Task item: Please write out, word for word, the part of the factory-functions page below that begins at the words "1. What’s wrong" and stops after "return type? Explain.".

Excerpted passage:

# # # # #

GotW #90: Factories

NOTE: Last year, I posted three new GotWs numbered #103-105. I decided leaving a gap in the numbers wasn’t best after all, so I am renumbering them to #89-91 to continue the sequence. Here is the updated version of what was GotW #104.

 

What should factory functions return, and why?

 

Problem

While spelunking through the code of a new project you recently joined, you find the following factory function declaration:

widget* load_widget( widget::id desired );

JG Question

1. What’s wrong with this return type?

Guru Questions

2. Assuming that widget is a polymorphic type, what is the recommended return type? Explain your answer, including any tradeoffs.

3. You’d like to actually change the return type to match the recommendation in #2, but at first you worry about breaking source compatibility with existing calling code; recompiling existing callers is fine, but having to go change them all is not. Then you have an “aha!” moment, realizing that this is a fairly new project and all of your calling code is written using modern C++ idioms, and you go ahead and change the return type without fear, knowing it will require few or no code changes to callers. What makes you so confident?

4. If widget is not a polymorphic type, what is the recommended return type? Explain.

16 thoughts on “GotW #90: Factories

  1. 1. The problem is it’s a raw pointer. The pointer is, presumably, dynamically allocated and it is not clear who is responsible for its deletion.

    2. Because it’s a widget I would say std::shared_ptr is the best. This way we could pass it to other classes, functions, which we couldn’t do with std::unique_ptr. If we weren’t meant to pass it around std::unique_ptr would be preferable.

    3. Because the callers are all using

    auto w = load_widget(some_ID)

    And because std::unique_ptr and std::shared_ptr both are written to be used like a pointer would it wouldn’t make a difference anywhere (except we couldn’t use delete on them!).

    4. Probably the recommended type would be a straight up object, and we could move it out of the function. We could make the load_widget be a template function over the type of widget we wish to create:

    template <typename WidgetType>
    WidgetType load_widget()

    Because the type is not polymorphic there is no reason to bind it to a pointer to a base object.

# # # # #

Extracted entries:
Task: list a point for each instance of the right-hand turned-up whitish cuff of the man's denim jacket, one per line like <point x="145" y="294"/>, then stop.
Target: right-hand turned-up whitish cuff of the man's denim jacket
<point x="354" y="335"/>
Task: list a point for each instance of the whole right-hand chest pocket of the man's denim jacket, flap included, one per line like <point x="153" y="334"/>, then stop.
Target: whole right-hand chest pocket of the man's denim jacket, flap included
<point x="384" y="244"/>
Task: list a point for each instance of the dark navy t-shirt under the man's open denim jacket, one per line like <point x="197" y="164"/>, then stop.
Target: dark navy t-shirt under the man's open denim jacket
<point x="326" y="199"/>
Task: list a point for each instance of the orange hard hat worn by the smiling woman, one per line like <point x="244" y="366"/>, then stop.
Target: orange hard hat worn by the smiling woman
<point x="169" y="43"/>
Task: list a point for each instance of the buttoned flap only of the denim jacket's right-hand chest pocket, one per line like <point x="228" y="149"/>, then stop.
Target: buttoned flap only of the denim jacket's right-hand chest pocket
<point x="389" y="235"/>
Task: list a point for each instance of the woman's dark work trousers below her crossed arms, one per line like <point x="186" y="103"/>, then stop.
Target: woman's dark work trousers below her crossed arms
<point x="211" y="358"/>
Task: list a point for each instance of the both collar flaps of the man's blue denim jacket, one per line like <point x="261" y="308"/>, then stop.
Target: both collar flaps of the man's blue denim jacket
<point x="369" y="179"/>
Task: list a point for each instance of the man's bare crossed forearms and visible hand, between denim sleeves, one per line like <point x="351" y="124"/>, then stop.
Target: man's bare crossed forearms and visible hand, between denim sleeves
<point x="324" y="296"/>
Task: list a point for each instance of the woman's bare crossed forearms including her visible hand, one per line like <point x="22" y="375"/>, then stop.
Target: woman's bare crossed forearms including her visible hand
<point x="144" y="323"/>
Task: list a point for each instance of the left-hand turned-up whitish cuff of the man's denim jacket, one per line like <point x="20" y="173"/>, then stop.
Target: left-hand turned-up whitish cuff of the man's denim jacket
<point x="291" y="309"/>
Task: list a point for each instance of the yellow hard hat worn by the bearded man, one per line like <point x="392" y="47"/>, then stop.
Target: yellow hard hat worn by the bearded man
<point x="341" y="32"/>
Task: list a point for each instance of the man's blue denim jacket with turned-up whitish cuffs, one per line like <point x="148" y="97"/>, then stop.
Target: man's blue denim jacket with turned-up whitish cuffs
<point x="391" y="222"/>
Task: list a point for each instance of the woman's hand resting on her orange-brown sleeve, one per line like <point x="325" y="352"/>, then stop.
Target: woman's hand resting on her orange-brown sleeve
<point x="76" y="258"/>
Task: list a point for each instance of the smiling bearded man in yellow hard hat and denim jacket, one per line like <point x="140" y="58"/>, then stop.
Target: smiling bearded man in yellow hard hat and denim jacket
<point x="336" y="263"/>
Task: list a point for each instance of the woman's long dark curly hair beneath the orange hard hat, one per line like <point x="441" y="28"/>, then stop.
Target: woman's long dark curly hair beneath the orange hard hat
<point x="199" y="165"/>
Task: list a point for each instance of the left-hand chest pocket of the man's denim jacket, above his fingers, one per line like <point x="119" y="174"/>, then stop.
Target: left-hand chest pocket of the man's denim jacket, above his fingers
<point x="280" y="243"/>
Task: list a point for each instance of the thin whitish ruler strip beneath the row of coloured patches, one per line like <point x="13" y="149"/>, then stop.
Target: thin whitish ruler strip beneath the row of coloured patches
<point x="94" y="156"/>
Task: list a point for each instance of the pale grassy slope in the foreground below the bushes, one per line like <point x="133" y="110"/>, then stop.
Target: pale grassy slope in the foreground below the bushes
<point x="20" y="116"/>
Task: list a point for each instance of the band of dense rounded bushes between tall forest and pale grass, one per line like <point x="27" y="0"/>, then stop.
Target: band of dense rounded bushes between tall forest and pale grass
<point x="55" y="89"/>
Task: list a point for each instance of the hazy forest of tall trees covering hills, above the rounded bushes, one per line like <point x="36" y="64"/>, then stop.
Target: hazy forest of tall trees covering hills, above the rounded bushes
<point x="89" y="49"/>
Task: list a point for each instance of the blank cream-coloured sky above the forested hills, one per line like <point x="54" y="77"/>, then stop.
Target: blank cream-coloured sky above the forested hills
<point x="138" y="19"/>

# # # # #

Result for this exercise:
1. What’s wrong with this return type?

Guru Questions

2. Assuming that widget is a polymorphic type, what is the recommended return type? Explain your answer, including any tradeoffs.

3. You’d like to actually change the return type to match the recommendation in #2, but at first you worry about breaking source compatibility with existing calling code; recompiling existing callers is fine, but having to go change them all is not. Then you have an “aha!” moment, realizing that this is a fairly new project and all of your calling code is written using modern C++ idioms, and you go ahead and change the return type without fear, knowing it will require few or no code changes to callers. What makes you so confident?

4. If widget is not a polymorphic type, what is the recommended return type? Explain.